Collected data
● ● ● ●
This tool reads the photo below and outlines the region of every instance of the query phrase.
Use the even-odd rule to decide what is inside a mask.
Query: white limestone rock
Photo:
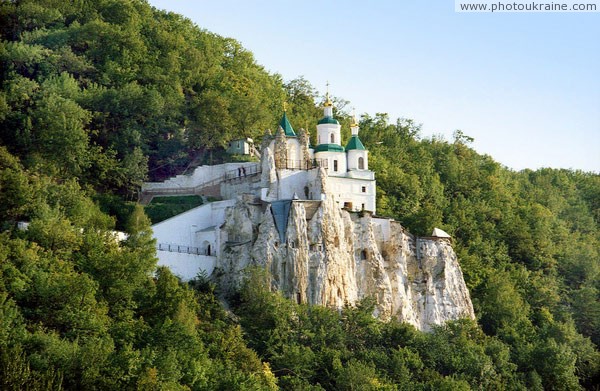
[[[303,303],[339,308],[373,297],[375,316],[395,317],[420,330],[474,318],[449,240],[414,238],[397,222],[383,238],[370,215],[349,213],[325,199],[310,216],[315,203],[291,203],[283,243],[270,204],[240,201],[230,208],[218,283],[232,289],[245,267],[260,265],[269,271],[272,289]]]
[[[261,186],[268,189],[267,197],[277,199],[277,172],[275,171],[275,156],[271,148],[263,148],[260,181]]]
● ● ● ●
* Description of the task
Leave out the pictures and give the rest of the records again exactly.

* Solution
This tool reads the photo below and outlines the region of every instance of the query phrase.
Use the even-odd rule to decide what is inside a mask.
Query: white limestone rock
Photo:
[[[303,303],[339,308],[373,297],[375,316],[395,317],[420,330],[474,318],[449,240],[414,238],[397,222],[383,238],[370,215],[349,213],[325,199],[310,216],[315,203],[291,203],[283,243],[270,204],[240,201],[230,208],[218,283],[232,289],[245,267],[260,265],[269,271],[272,289]]]
[[[261,186],[268,189],[267,197],[277,199],[277,172],[275,171],[275,156],[271,148],[263,148],[260,181]]]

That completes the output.